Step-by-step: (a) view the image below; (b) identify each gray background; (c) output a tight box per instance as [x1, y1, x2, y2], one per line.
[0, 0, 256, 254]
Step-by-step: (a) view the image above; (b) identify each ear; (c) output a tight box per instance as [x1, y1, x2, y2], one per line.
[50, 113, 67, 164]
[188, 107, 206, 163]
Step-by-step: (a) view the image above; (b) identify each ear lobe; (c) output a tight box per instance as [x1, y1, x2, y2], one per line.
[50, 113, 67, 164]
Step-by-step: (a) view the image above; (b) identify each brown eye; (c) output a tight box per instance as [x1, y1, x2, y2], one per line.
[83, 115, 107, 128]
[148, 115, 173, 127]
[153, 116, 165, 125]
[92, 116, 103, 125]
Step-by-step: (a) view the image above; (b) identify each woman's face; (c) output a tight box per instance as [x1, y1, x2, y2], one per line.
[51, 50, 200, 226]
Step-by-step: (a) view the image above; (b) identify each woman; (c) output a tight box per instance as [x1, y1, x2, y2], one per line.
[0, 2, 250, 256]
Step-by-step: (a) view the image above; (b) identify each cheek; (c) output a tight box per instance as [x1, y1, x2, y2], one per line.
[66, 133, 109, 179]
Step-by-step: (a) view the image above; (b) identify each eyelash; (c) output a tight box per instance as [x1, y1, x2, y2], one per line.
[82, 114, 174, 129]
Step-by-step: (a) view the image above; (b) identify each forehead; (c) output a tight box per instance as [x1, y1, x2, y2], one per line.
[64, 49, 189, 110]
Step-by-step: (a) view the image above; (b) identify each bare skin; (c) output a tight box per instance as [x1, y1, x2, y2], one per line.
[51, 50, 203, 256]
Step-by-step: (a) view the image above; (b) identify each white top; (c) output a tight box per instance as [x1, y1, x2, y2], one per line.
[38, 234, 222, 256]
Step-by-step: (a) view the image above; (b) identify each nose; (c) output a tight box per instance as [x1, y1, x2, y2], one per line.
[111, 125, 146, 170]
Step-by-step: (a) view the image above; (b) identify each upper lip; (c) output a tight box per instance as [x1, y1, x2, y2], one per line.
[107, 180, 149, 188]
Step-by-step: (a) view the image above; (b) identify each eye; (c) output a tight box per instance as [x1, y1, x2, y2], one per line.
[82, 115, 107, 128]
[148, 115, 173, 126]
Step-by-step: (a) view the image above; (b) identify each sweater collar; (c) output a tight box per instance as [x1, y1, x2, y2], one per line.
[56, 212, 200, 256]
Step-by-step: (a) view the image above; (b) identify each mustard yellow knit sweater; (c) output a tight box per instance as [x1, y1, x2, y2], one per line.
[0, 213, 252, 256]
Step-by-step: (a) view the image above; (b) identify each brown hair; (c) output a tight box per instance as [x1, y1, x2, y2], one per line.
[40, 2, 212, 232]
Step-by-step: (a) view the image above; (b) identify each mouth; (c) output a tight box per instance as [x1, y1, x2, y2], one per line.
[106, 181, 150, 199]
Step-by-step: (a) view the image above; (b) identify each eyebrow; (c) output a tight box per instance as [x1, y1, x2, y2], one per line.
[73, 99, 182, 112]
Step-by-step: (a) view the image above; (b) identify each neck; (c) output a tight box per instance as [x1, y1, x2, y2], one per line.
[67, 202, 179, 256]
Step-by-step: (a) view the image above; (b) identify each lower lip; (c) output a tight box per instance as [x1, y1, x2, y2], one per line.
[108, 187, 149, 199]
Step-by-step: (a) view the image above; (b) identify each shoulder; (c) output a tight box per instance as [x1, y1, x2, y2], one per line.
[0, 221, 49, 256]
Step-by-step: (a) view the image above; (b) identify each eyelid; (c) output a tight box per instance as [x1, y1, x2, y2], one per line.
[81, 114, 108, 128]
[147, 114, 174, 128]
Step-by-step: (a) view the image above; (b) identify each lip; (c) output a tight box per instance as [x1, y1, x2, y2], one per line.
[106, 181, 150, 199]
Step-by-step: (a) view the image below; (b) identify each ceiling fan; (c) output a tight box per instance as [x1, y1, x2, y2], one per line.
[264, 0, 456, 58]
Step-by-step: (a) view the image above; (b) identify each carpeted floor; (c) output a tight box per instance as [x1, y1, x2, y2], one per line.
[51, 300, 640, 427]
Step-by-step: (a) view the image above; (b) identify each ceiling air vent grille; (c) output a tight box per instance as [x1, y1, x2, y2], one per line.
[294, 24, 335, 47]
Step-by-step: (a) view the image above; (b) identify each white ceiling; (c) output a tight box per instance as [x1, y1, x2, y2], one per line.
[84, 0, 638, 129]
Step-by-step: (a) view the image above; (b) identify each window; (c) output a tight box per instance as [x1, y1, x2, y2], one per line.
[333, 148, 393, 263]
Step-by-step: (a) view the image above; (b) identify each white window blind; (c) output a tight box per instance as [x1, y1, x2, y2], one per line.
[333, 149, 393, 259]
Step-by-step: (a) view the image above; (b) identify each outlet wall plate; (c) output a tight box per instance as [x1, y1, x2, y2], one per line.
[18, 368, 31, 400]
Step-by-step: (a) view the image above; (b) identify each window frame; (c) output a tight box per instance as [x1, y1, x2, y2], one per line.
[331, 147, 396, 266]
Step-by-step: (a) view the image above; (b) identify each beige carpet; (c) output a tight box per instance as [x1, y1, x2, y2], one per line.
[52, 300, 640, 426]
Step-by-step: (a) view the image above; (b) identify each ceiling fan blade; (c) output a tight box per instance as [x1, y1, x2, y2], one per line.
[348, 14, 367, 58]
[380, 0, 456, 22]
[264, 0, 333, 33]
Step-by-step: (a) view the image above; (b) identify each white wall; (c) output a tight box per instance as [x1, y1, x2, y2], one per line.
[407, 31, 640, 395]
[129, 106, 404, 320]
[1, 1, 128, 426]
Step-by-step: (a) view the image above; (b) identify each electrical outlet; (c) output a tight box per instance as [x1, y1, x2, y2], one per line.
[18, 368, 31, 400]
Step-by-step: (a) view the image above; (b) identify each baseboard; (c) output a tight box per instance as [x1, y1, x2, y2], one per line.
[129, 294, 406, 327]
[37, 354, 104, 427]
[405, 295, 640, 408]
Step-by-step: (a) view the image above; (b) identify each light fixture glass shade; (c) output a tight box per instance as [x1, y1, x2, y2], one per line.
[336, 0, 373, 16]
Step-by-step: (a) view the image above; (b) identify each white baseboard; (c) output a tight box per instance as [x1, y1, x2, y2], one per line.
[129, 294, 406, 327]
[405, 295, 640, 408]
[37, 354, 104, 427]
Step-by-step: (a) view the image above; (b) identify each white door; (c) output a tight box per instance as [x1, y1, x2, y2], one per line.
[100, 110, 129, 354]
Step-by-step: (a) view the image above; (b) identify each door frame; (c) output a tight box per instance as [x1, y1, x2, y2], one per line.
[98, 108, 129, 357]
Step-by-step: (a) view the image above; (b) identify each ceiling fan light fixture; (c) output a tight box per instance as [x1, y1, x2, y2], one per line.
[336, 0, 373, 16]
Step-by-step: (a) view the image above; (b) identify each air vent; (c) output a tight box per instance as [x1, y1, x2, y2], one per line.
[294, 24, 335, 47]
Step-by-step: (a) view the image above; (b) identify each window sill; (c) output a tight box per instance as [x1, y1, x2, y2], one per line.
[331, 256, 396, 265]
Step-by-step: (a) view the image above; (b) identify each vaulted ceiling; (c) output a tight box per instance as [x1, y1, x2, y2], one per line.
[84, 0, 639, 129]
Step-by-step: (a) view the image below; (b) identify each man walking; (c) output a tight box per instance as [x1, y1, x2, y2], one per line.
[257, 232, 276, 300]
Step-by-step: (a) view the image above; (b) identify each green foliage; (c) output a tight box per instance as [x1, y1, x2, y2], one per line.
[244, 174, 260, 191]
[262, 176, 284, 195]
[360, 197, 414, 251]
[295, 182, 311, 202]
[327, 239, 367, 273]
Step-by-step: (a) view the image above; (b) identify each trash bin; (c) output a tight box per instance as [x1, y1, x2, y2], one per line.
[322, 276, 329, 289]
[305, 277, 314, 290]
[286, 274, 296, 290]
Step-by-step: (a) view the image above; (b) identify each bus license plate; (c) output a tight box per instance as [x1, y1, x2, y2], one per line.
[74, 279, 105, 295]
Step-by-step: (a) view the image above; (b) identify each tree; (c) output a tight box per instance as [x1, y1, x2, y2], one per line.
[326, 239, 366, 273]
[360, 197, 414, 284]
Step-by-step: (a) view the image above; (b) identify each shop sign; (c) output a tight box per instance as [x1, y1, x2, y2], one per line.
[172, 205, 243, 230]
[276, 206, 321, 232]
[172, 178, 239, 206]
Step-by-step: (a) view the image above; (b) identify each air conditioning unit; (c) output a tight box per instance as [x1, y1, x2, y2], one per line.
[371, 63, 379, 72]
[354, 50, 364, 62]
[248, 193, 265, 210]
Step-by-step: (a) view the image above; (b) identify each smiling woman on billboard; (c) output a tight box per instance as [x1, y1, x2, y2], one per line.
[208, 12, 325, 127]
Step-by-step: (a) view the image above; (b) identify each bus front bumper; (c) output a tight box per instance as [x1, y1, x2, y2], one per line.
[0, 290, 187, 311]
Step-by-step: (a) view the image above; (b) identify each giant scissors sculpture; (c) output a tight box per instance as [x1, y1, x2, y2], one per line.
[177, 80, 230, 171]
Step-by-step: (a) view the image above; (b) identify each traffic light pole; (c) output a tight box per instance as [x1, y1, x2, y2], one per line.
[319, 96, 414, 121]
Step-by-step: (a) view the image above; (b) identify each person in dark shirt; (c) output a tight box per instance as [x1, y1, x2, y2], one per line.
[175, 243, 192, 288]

════

• _WHAT THE TASK REQUIRES_: Copy out the lines of the records above again without any change, starting at the line that contains "Step-by-step: (a) view the image above; (b) identify each tree;" and ending at the line that contains "[172, 178, 239, 206]", with both of those lines included.

• _REPLY TO THE EXERCISE_:
Step-by-step: (a) view the image above; (b) identify each tree; (c) output a tight box per instance as [x1, y1, x2, y2], one per line.
[326, 239, 366, 273]
[360, 197, 414, 284]
Step-by-step: (a) view the image above; (b) identify each shop sign; (c) output a tight box per instance as [x1, y1, x2, y2], one per line.
[172, 205, 243, 230]
[276, 206, 321, 232]
[172, 178, 239, 206]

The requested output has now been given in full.